Problema proposto 1 » Cita dal brano sul Vallone d'Unerzio il tratto che va da "Un passo dopo" a "raffinata architettura alpina.".
Problema proposto 2 » Scrivi il seguito del brano sul Vallone d'Unerzio, riprendendo subito dopo la sua ultima frase.

Brano scelto »
*****
Un’insenatura verde che dalle porte di Acceglio fugge verso meridione a solleticare le cime dell’alta Valle Stura. Un’appendice orografica in cerca di indipendenza, di libertà territoriale, di uno spazio vitale dove poter respirare a fondo e in solitudine. La personalità del Vallone d’Unerzio si percepisce fin da subito. Da quella borgata di Frere adagiata nella parte alta di un conoide alluvionale. Da qui ha inizio La Scourcio, la storica “scorciatoia” che risaliva verso l’alto abbracciando i gargarismi del Rio Unerzio.
Un passo dopo l’altro in un paesaggio che si modifica con la quota. Un libro aperto sulla natura selvaggia che pagina dopo pagina si arricchisce di nuovi suoni e di nuovi odori. Conifere, rocce, pascoli e cielo. Qua e là qualche coriandolo antropico depositatosi in superficie. Nessuno scavo profondo, però. Tutto qui è armonico e silenzioso. Gheit, ad esempio, sonnecchia a 1372 metri di quota. L’antico lazzaretto che avrebbe dovuto proteggere tutti gli abitanti del Vallone d’Unerzio dalla peste, oggi si è rimesso a nuovo indossando i vestiti di una raffinata architettura alpina.
*****
Dati forniti »
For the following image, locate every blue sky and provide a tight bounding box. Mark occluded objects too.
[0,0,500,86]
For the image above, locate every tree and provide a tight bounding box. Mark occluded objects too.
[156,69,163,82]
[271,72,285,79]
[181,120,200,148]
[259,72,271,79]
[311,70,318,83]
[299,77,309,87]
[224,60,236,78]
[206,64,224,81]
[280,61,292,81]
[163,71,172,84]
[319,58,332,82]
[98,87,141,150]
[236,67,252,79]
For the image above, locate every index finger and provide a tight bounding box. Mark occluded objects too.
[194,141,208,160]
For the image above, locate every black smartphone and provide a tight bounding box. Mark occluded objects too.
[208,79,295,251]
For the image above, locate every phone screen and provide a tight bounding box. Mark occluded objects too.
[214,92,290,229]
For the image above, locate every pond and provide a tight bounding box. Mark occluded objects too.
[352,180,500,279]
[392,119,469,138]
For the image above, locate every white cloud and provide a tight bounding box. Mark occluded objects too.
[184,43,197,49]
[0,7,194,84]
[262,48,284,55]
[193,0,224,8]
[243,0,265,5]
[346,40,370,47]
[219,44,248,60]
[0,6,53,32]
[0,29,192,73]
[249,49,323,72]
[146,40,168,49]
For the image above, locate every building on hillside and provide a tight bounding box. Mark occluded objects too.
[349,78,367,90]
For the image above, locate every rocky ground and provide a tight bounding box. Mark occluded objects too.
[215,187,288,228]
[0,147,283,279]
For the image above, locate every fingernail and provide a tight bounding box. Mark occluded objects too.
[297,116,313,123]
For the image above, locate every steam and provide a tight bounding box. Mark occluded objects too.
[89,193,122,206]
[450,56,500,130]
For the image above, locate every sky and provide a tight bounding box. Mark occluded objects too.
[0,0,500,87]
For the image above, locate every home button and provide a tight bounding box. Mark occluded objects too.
*****
Risultato 1 »
Un passo dopo l’altro in un paesaggio che si modifica con la quota. Un libro aperto sulla natura selvaggia che pagina dopo pagina si arricchisce di nuovi suoni e di nuovi odori. Conifere, rocce, pascoli e cielo. Qua e là qualche coriandolo antropico depositatosi in superficie. Nessuno scavo profondo, però. Tutto qui è armonico e silenzioso. Gheit, ad esempio, sonnecchia a 1372 metri di quota. L’antico lazzaretto che avrebbe dovuto proteggere tutti gli abitanti del Vallone d’Unerzio dalla peste, oggi si è rimesso a nuovo indossando i vestiti di una raffinata architettura alpina.

Risultato 2 »
Nell’aria il respiro della montagna autentica e ruvida di un tempo. Usi, costumi e tradizioni che rivivono nel centro di Chialvetta (principale borgata del vallone) e nella sua “Misoun d’en bot”, un caleidoscopico museo etnografico che riproduce gli ambienti domestici tipici dei secoli scorsi. Più di 1.500 oggetti sparsi per un’antica abitazione tradizionale composta da cucina, stanza da letto, stalla e fienile. Dalle pentole in rame al paiolo per la polenta, dalle stoviglie in ceramica ai pani di orzo e segale, dai vecchi giochi alle ingegnose trappole per topi, faine e volpi, quando si cacciava per necessità e non per divertimento.
E forse proprio per rispetto verso un mondo rurale che oggi si intuisce appena, la strada in inverno smette di ansimare alle porte di Chialvetta. La neve ricopre allora quella striscia sottile di asfalto che persiste a risalire verso l’alto. La vitalità del Vallone d’Unerzio, però, non si ferma neanche con la neve e con il gelo. A Pratorotondo lo scorcio paesaggistico lascia senza fiato. Una terra dai lineamenti duri ma tremendamente belli, da rimanere impressi negli occhi e nella mente. Un dipinto naturalistico a cielo aperto verrebbe da dire, per la borgata natia di Matteo Olivero, genio pittorico divisionista di fine Ottocento.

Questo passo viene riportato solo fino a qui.